§ TASK DIRECTIONS
Across the listing below, work out how many lines include the word "rough". Give the number alone.

§ INFORMATION PROVIDED
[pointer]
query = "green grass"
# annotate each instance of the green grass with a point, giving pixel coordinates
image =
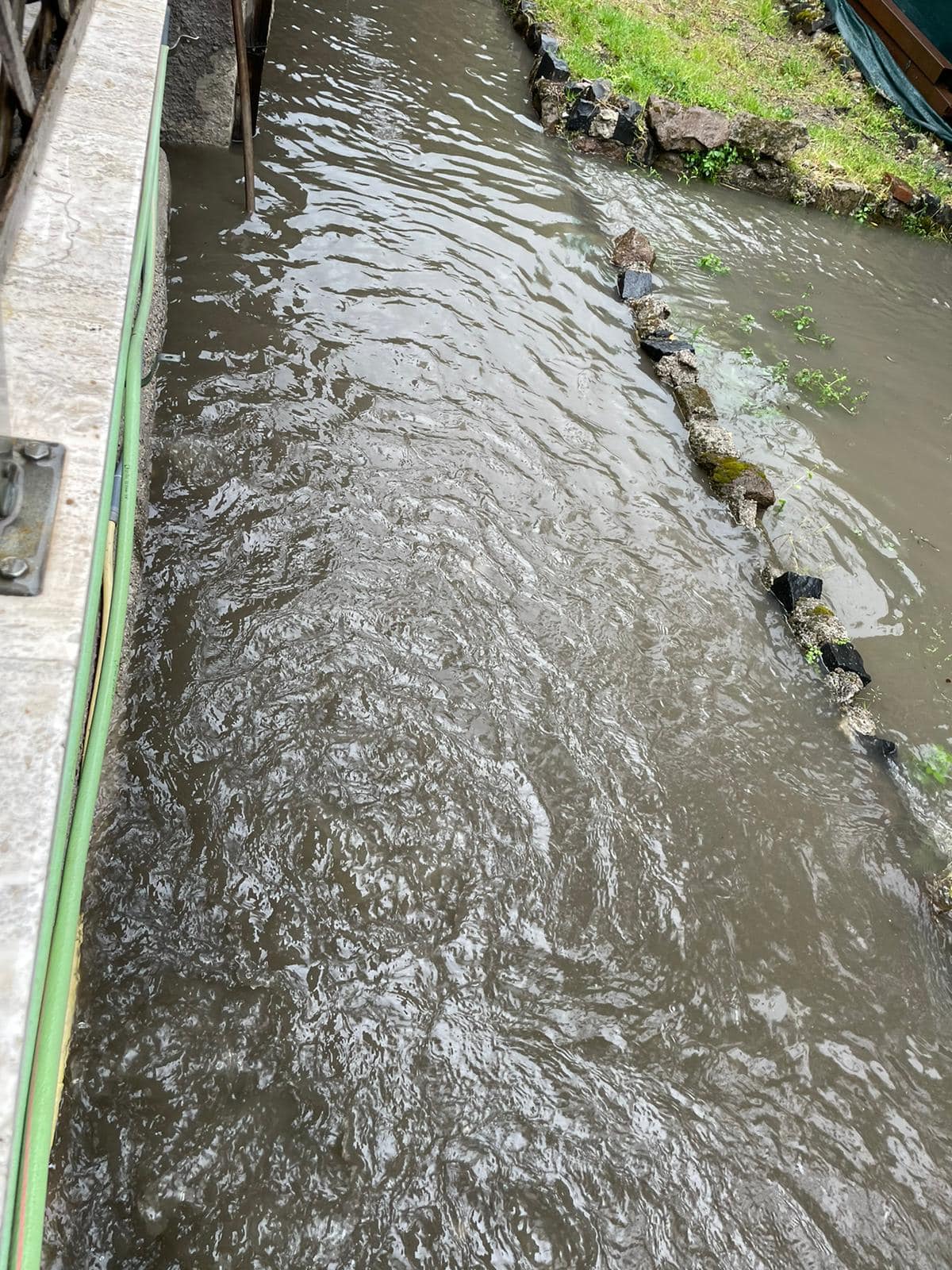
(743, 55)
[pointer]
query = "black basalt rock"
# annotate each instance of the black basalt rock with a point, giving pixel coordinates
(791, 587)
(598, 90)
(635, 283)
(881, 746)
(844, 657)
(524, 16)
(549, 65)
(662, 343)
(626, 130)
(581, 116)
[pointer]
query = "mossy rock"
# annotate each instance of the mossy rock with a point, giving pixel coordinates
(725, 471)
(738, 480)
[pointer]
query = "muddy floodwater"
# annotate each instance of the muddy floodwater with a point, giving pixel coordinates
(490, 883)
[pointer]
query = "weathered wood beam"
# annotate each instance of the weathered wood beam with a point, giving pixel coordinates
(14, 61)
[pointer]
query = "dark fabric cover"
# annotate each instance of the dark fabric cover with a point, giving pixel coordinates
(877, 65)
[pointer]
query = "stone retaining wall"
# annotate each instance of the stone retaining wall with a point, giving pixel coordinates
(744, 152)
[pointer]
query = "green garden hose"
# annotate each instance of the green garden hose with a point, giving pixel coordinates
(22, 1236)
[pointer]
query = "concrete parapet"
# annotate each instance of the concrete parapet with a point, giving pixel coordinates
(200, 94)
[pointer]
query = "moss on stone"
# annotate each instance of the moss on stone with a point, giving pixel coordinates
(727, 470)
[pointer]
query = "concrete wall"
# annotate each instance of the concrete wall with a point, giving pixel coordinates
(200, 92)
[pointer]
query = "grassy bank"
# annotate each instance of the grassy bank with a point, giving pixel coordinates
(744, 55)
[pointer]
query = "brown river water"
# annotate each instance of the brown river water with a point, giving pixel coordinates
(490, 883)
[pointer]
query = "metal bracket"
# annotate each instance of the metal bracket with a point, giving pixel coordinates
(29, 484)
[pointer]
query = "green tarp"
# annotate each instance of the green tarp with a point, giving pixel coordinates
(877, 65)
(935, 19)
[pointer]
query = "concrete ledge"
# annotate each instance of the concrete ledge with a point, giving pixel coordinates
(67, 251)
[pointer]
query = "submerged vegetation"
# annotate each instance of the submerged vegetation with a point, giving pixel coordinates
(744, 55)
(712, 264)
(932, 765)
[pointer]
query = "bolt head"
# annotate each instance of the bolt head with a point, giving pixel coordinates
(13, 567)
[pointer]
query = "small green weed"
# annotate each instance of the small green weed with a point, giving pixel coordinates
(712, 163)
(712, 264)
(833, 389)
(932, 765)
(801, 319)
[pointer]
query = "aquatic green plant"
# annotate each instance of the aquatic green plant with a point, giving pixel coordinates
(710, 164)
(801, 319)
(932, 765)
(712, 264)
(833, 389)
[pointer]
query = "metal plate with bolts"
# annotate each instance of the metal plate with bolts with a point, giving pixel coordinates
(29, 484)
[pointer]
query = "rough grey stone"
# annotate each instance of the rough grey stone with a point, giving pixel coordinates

§ SOLUTION TO THIS PROBLEM
2